So i'll add failed executive to the list of things i've been called. I'm one of the bad guys, lock me up. It's March. I'll watch basketball while Atlas shrugs.

05 March 2009

Freer Trade

It's a worn out cliche, we don't learn much from history. Perhaps because we do not stop to think that issues we are dealing may not be modern, but ancient. It's not that we don't learn from history, we just don't think about it. We are no smarter than our forbears. I would be challenged to think of a truly new, truly unique, world problem.

A version of the following idiocy could have come from our current or recent houses of congress, or presidents, of the United States....

"In A.D. 22 the emperor Tiberius lectured the Senate that the habit of luxury and the appetite for Eastern exotica had provoked a hemorrage of Rome's money "to alien or hostile countries". Buying imported goods was nothing less than "subversion of the state" "

Spice - Jack Turner

14 December 2008

Saving Bedford Falls

I watched "It's a wonderful life" last week. As much as I like the show I believe the character Mr. Potter is at least a little bit misunderstood.

Granted Potter is a bad guy. He's evil and selfish and seeks to use illegal means to destroy his enemies. But many of the points he makes about business and financial management are valid. He is, for example, correct in his criticism of George Bailey for having no personal savings or investments despite having a decent job and a family counting on him.
"What are you but a warped, frustrated young man? A miserable little clerk crawling in here on your hands and knees and begging for help. No securities, no stocks, no bonds. Nothin' but a miserable little $500 equity in a life insurance policy. "
We are never told what George did with all of his salary but the implication of the movie is that he is a kind soul who could not say no to a friend in need. Admirable, at first but in reality George puts the needs of strangers and friends ahead of his family.
Potter is probably correct in his view that George is managing the building and loan improperly by lending to several people whose credit worthiness is questionable. The Bailey building and loan specialized in subprime loans, with a key difference from firms of the real estate boom was that this lender knew the customers quite well, such as the Martini family. George's main criteria for lending is that his customer be a friend and have a job, any job will do.
One thing Potter misses about Bailey is that George's effort are providing a meager stimulus to the Bedford Falls economy and strengthening the working class. By doing so George is making the town more attractive to industrialists such as Sam Wainright who moves a plant to the town at his urging.

• [Information supplied]:
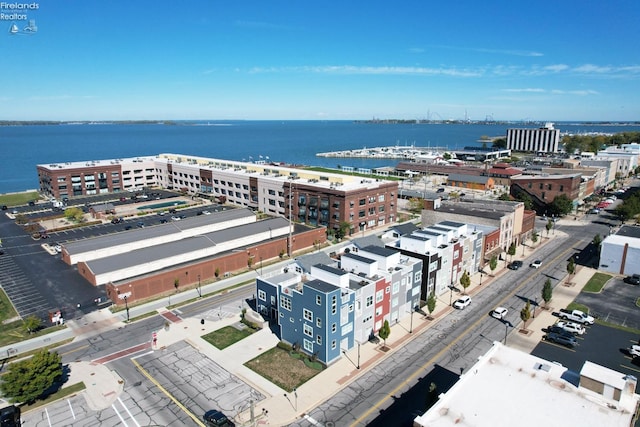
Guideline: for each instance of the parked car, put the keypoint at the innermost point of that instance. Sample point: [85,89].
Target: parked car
[634,279]
[565,340]
[462,302]
[557,330]
[515,265]
[499,313]
[573,327]
[215,418]
[536,264]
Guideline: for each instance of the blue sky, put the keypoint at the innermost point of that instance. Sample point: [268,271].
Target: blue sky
[272,59]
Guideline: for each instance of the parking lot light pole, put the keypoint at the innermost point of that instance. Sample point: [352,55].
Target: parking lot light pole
[126,305]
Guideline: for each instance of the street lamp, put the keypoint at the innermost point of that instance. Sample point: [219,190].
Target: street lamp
[126,305]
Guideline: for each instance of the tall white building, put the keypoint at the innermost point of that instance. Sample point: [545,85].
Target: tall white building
[540,140]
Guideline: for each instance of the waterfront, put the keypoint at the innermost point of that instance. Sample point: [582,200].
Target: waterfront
[295,142]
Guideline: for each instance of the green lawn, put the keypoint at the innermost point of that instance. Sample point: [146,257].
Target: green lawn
[60,394]
[6,308]
[18,199]
[224,337]
[596,283]
[287,371]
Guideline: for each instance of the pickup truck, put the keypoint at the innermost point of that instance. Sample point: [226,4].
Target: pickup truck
[573,327]
[576,316]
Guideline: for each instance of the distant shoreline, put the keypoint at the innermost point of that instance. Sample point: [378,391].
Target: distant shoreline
[370,121]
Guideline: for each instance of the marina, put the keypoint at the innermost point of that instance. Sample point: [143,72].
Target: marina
[410,152]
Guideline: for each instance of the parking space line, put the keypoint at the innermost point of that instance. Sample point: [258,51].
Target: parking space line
[71,409]
[119,416]
[128,412]
[169,395]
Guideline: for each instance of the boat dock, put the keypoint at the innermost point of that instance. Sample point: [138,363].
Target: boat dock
[391,152]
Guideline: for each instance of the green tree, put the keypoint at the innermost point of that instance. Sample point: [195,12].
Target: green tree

• [Aim of the task]:
Answer these questions from the blog excerpt:
(a) In what year did the emperor Tiberius lecture the Senate about imported goods?
(b) According to Potter, what is the only asset George Bailey holds?
(c) Which industrialist moves a plant to Bedford Falls at George's urging?
The rows have no connection to the blog excerpt.

• [Completed exercise]:
(a) A.D. 22
(b) A $500 equity in a life insurance policy
(c) Sam Wainright